■ DIRECTIONS FOR THIS TASK: Return each line of the listing in which the word "tree" appears.

■ EXTRACTED INFORMATION:
^^^^^^^^^^^^^^^^

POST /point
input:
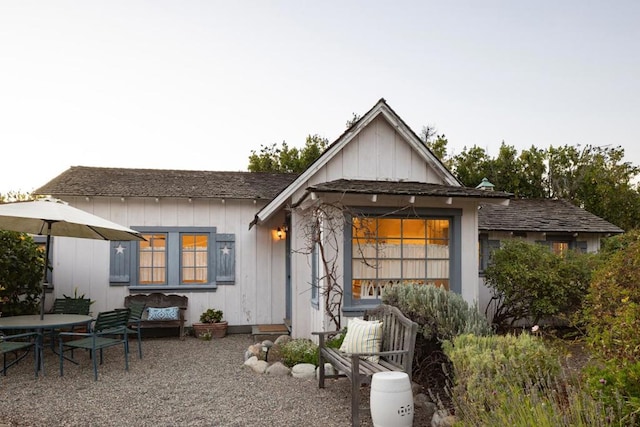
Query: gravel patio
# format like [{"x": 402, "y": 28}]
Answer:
[{"x": 177, "y": 383}]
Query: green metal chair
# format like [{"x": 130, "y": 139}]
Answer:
[
  {"x": 109, "y": 330},
  {"x": 19, "y": 345},
  {"x": 136, "y": 310}
]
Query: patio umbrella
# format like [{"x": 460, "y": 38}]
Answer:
[{"x": 55, "y": 218}]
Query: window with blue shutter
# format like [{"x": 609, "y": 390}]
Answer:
[
  {"x": 120, "y": 262},
  {"x": 174, "y": 258}
]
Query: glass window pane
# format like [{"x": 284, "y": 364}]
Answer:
[
  {"x": 438, "y": 269},
  {"x": 398, "y": 250},
  {"x": 194, "y": 250}
]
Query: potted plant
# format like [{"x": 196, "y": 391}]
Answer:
[{"x": 211, "y": 325}]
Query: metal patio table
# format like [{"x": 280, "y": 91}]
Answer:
[{"x": 48, "y": 321}]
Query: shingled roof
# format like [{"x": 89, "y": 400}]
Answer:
[
  {"x": 542, "y": 215},
  {"x": 347, "y": 186},
  {"x": 118, "y": 182}
]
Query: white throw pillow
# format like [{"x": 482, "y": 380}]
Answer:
[
  {"x": 168, "y": 313},
  {"x": 363, "y": 336}
]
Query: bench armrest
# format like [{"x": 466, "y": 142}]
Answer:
[
  {"x": 323, "y": 335},
  {"x": 378, "y": 353}
]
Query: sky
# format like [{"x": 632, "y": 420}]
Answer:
[{"x": 199, "y": 85}]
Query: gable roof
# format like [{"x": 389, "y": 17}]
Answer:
[
  {"x": 542, "y": 215},
  {"x": 347, "y": 186},
  {"x": 122, "y": 182},
  {"x": 381, "y": 108}
]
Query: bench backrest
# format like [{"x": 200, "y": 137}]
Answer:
[
  {"x": 158, "y": 300},
  {"x": 398, "y": 333},
  {"x": 109, "y": 320}
]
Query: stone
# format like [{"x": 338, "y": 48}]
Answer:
[
  {"x": 256, "y": 350},
  {"x": 278, "y": 370},
  {"x": 442, "y": 418},
  {"x": 260, "y": 366},
  {"x": 328, "y": 370},
  {"x": 304, "y": 370},
  {"x": 251, "y": 361},
  {"x": 282, "y": 340}
]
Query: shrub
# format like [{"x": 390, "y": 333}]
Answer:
[
  {"x": 483, "y": 364},
  {"x": 440, "y": 315},
  {"x": 299, "y": 350},
  {"x": 517, "y": 380},
  {"x": 21, "y": 273},
  {"x": 612, "y": 311},
  {"x": 617, "y": 385},
  {"x": 529, "y": 281}
]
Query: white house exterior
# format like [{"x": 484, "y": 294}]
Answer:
[{"x": 213, "y": 236}]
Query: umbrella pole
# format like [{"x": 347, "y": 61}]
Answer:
[{"x": 46, "y": 269}]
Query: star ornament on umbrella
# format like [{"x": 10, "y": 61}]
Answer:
[{"x": 52, "y": 217}]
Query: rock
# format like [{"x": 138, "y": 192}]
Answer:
[
  {"x": 256, "y": 350},
  {"x": 260, "y": 366},
  {"x": 421, "y": 400},
  {"x": 328, "y": 370},
  {"x": 278, "y": 370},
  {"x": 282, "y": 340},
  {"x": 442, "y": 418},
  {"x": 304, "y": 370},
  {"x": 251, "y": 361}
]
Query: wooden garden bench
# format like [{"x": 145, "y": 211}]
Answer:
[
  {"x": 396, "y": 354},
  {"x": 160, "y": 300}
]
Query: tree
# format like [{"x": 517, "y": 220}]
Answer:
[
  {"x": 287, "y": 160},
  {"x": 21, "y": 271},
  {"x": 528, "y": 281}
]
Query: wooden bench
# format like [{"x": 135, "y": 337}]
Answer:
[
  {"x": 396, "y": 354},
  {"x": 160, "y": 300}
]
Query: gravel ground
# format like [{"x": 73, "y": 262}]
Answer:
[{"x": 177, "y": 383}]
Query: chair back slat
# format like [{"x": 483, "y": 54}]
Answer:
[
  {"x": 59, "y": 305},
  {"x": 108, "y": 320},
  {"x": 77, "y": 306},
  {"x": 136, "y": 311}
]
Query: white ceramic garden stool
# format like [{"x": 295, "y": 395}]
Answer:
[{"x": 391, "y": 400}]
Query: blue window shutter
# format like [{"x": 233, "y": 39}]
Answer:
[
  {"x": 120, "y": 262},
  {"x": 225, "y": 258}
]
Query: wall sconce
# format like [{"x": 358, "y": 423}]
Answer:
[{"x": 280, "y": 233}]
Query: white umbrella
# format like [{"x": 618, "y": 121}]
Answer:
[{"x": 56, "y": 218}]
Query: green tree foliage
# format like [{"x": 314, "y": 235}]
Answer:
[
  {"x": 594, "y": 178},
  {"x": 21, "y": 272},
  {"x": 612, "y": 312},
  {"x": 284, "y": 159},
  {"x": 528, "y": 281},
  {"x": 597, "y": 179},
  {"x": 437, "y": 144}
]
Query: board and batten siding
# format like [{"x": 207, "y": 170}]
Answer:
[
  {"x": 378, "y": 152},
  {"x": 255, "y": 297}
]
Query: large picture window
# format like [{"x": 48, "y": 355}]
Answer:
[
  {"x": 389, "y": 251},
  {"x": 176, "y": 257}
]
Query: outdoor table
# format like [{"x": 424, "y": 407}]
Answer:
[{"x": 48, "y": 321}]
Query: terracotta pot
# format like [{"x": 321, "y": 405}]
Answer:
[{"x": 217, "y": 330}]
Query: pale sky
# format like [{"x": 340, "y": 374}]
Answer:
[{"x": 199, "y": 84}]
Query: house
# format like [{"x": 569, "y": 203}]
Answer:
[
  {"x": 376, "y": 208},
  {"x": 553, "y": 222}
]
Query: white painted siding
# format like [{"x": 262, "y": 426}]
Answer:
[
  {"x": 378, "y": 153},
  {"x": 257, "y": 297}
]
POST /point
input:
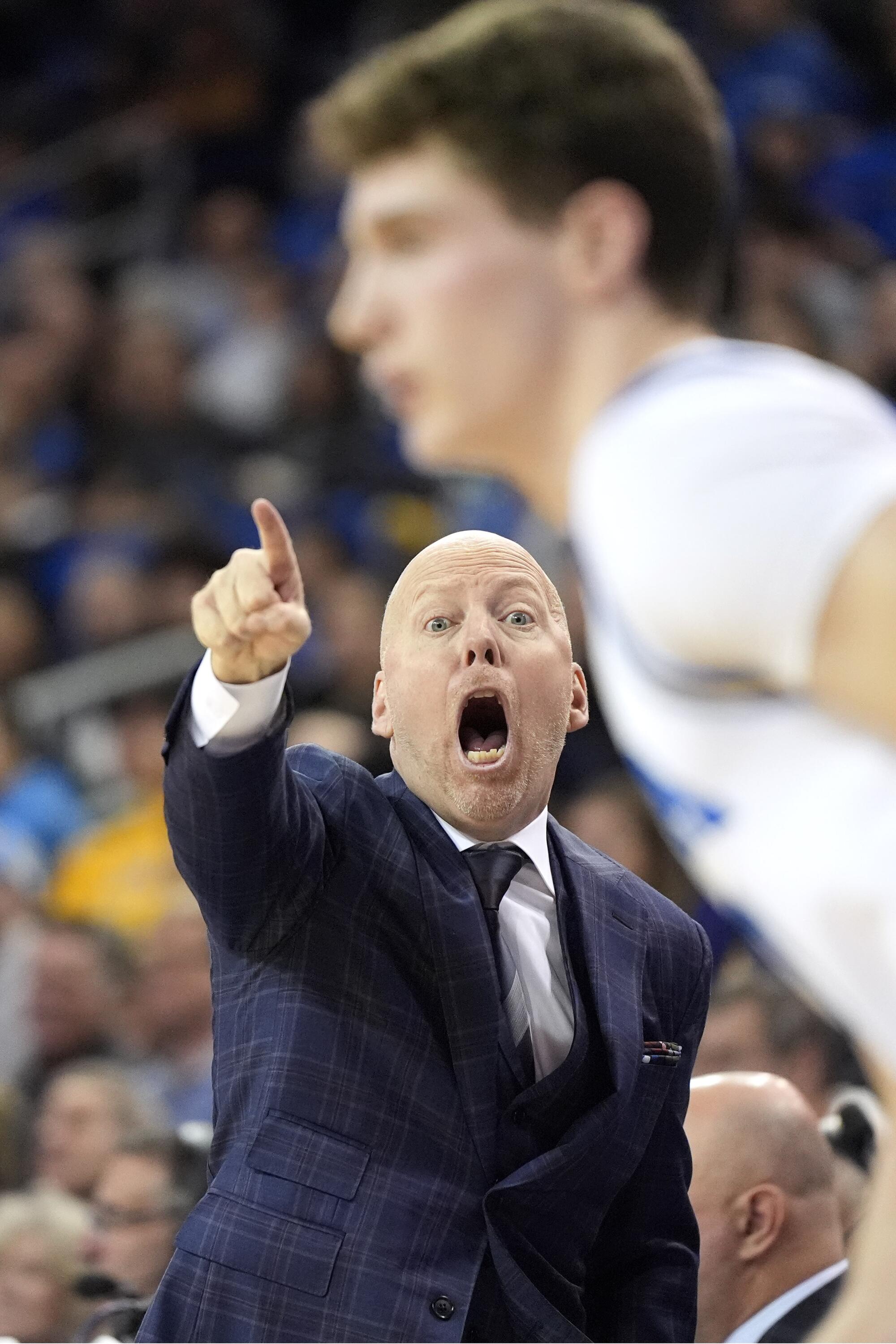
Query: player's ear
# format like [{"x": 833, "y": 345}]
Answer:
[
  {"x": 761, "y": 1214},
  {"x": 603, "y": 237},
  {"x": 382, "y": 724},
  {"x": 579, "y": 702}
]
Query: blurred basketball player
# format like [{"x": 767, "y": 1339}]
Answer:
[
  {"x": 536, "y": 222},
  {"x": 536, "y": 225}
]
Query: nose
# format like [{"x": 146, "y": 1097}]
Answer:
[
  {"x": 355, "y": 319},
  {"x": 481, "y": 647}
]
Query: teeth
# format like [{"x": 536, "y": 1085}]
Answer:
[{"x": 484, "y": 757}]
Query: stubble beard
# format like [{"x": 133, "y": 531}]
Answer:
[{"x": 491, "y": 796}]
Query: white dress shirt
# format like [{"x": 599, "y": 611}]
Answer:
[
  {"x": 754, "y": 1330},
  {"x": 228, "y": 718}
]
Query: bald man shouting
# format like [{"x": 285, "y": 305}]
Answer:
[
  {"x": 771, "y": 1242},
  {"x": 452, "y": 1043}
]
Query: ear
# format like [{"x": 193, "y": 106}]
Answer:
[
  {"x": 759, "y": 1215},
  {"x": 382, "y": 722},
  {"x": 603, "y": 238},
  {"x": 579, "y": 702}
]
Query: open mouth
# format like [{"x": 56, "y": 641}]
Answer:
[{"x": 482, "y": 732}]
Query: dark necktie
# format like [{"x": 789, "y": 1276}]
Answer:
[{"x": 493, "y": 870}]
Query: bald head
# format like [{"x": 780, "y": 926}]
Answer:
[
  {"x": 763, "y": 1193},
  {"x": 751, "y": 1128},
  {"x": 477, "y": 687},
  {"x": 462, "y": 553}
]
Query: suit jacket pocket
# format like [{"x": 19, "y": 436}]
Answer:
[
  {"x": 257, "y": 1241},
  {"x": 308, "y": 1155}
]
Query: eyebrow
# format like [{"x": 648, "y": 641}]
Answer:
[{"x": 381, "y": 222}]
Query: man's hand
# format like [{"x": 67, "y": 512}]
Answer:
[{"x": 252, "y": 615}]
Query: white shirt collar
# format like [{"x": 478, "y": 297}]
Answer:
[
  {"x": 754, "y": 1330},
  {"x": 532, "y": 840}
]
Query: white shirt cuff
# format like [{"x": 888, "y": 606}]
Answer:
[{"x": 226, "y": 717}]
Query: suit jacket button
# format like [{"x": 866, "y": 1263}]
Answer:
[{"x": 443, "y": 1308}]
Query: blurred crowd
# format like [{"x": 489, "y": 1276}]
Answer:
[{"x": 168, "y": 248}]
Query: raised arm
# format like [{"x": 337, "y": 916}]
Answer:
[
  {"x": 855, "y": 662},
  {"x": 252, "y": 836}
]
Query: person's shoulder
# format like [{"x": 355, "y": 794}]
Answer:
[
  {"x": 322, "y": 768},
  {"x": 727, "y": 389},
  {"x": 630, "y": 896}
]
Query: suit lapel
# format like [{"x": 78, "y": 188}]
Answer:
[
  {"x": 464, "y": 965},
  {"x": 610, "y": 930},
  {"x": 613, "y": 949}
]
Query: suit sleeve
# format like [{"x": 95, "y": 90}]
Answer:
[
  {"x": 253, "y": 834},
  {"x": 642, "y": 1277}
]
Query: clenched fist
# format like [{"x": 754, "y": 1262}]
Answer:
[{"x": 252, "y": 615}]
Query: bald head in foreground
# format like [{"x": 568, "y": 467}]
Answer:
[
  {"x": 453, "y": 1043},
  {"x": 771, "y": 1246}
]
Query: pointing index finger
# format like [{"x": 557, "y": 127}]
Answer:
[{"x": 277, "y": 549}]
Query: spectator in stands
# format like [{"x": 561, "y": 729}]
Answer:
[
  {"x": 13, "y": 1137},
  {"x": 146, "y": 426},
  {"x": 105, "y": 599},
  {"x": 242, "y": 382},
  {"x": 23, "y": 635},
  {"x": 876, "y": 358},
  {"x": 199, "y": 293},
  {"x": 86, "y": 1112},
  {"x": 82, "y": 988},
  {"x": 22, "y": 878},
  {"x": 182, "y": 566},
  {"x": 174, "y": 1014},
  {"x": 42, "y": 1238},
  {"x": 123, "y": 875},
  {"x": 853, "y": 1127},
  {"x": 771, "y": 1248},
  {"x": 780, "y": 66},
  {"x": 148, "y": 1186},
  {"x": 757, "y": 1023},
  {"x": 37, "y": 796}
]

^^^^^^^^^^^^^^^^

■ SOLUTION FOR THIS PROBLEM:
Query: tree
Query: green tree foliage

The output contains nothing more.